Please show each line of the rows below that contains the word "banner". Case counts.

## Data listing
_ _ _ _ _ _ _
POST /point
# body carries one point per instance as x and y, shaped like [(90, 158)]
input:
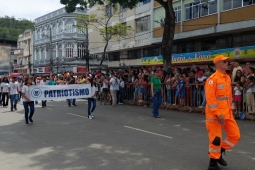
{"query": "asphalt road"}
[(121, 138)]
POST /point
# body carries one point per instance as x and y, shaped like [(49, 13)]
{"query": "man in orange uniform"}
[(219, 115)]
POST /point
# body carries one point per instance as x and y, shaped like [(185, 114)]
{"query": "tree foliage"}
[(169, 21), (102, 24), (11, 28)]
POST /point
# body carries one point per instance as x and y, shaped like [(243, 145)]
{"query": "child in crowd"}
[(181, 90), (238, 97), (175, 86)]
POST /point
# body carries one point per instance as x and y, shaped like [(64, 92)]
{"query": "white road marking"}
[(76, 115), (148, 132)]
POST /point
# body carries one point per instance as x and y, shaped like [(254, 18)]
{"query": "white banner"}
[(59, 92)]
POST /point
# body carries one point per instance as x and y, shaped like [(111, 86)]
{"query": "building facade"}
[(129, 50), (69, 44), (8, 60), (203, 29), (24, 53)]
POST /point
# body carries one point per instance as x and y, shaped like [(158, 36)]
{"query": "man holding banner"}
[(70, 80)]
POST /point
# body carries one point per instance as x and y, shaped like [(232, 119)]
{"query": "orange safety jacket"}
[(218, 94)]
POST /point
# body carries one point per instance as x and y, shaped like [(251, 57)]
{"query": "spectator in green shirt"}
[(52, 82), (156, 95)]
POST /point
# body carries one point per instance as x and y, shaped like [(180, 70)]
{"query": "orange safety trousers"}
[(214, 129)]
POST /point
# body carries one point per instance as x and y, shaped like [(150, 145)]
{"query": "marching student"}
[(27, 103), (92, 99), (4, 91), (13, 90), (44, 82)]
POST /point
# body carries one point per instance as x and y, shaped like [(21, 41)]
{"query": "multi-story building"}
[(8, 60), (24, 53), (69, 44), (204, 28), (129, 50)]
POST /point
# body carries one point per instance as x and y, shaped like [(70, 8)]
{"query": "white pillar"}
[(56, 47), (63, 50)]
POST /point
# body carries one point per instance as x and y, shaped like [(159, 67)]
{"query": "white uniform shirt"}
[(13, 88), (5, 87), (43, 83), (19, 86), (114, 83), (122, 84), (25, 90), (93, 90)]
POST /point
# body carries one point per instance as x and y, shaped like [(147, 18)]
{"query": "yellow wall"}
[(238, 14)]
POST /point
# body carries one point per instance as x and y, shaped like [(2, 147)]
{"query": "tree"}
[(169, 24), (102, 25)]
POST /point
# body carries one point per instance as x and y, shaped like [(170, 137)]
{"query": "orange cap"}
[(220, 58)]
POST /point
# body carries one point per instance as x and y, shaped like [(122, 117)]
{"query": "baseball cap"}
[(201, 73), (220, 58)]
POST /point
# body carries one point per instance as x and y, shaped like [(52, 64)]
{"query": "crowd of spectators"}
[(181, 86)]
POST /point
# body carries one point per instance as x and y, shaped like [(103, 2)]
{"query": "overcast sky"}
[(28, 9)]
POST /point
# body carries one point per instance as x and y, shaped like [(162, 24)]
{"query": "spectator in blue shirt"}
[(181, 90)]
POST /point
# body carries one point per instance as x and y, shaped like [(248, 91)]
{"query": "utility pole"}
[(51, 60), (29, 58)]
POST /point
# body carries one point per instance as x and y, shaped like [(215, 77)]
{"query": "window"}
[(60, 27), (114, 56), (134, 54), (42, 33), (123, 9), (144, 2), (81, 50), (178, 12), (200, 9), (143, 24), (69, 50), (108, 10), (44, 57), (231, 4), (60, 50), (54, 51), (38, 34), (54, 29), (69, 26), (151, 51)]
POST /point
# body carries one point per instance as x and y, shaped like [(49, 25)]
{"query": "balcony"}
[(142, 9), (71, 36), (57, 13)]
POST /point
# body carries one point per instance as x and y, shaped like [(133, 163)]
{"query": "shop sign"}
[(155, 60), (233, 53)]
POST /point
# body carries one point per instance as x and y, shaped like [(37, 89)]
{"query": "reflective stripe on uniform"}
[(229, 143), (209, 119), (222, 98), (213, 106), (221, 86), (214, 150)]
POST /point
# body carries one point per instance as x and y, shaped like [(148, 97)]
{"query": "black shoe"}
[(221, 161), (30, 119), (213, 165)]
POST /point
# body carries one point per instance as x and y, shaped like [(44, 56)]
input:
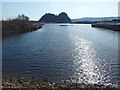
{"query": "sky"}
[(35, 10)]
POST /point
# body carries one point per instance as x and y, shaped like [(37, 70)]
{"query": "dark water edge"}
[(29, 84), (45, 80)]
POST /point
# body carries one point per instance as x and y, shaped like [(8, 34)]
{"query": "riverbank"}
[(19, 26), (110, 26), (28, 84)]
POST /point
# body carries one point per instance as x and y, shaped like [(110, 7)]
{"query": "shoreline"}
[(109, 26), (18, 27), (28, 84)]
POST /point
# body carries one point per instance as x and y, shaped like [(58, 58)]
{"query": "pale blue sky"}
[(34, 10)]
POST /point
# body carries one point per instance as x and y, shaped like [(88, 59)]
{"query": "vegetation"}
[(18, 25)]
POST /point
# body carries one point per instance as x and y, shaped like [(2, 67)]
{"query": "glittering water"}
[(78, 53)]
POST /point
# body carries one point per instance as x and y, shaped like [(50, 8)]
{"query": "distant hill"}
[(92, 19), (51, 18)]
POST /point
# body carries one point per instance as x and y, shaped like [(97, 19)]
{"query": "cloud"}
[(60, 0)]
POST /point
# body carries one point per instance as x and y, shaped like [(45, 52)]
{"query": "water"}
[(78, 53)]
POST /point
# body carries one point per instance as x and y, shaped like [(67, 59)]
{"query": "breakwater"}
[(110, 26)]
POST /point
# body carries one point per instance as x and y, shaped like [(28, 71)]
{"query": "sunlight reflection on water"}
[(87, 65)]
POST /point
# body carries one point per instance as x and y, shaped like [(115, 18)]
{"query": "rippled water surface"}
[(78, 53)]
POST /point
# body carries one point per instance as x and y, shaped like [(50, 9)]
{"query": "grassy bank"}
[(23, 84), (18, 26)]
_ _ _ _ _ _ _
## Task solution
{"query": "white banner"}
{"query": "man holding banner"}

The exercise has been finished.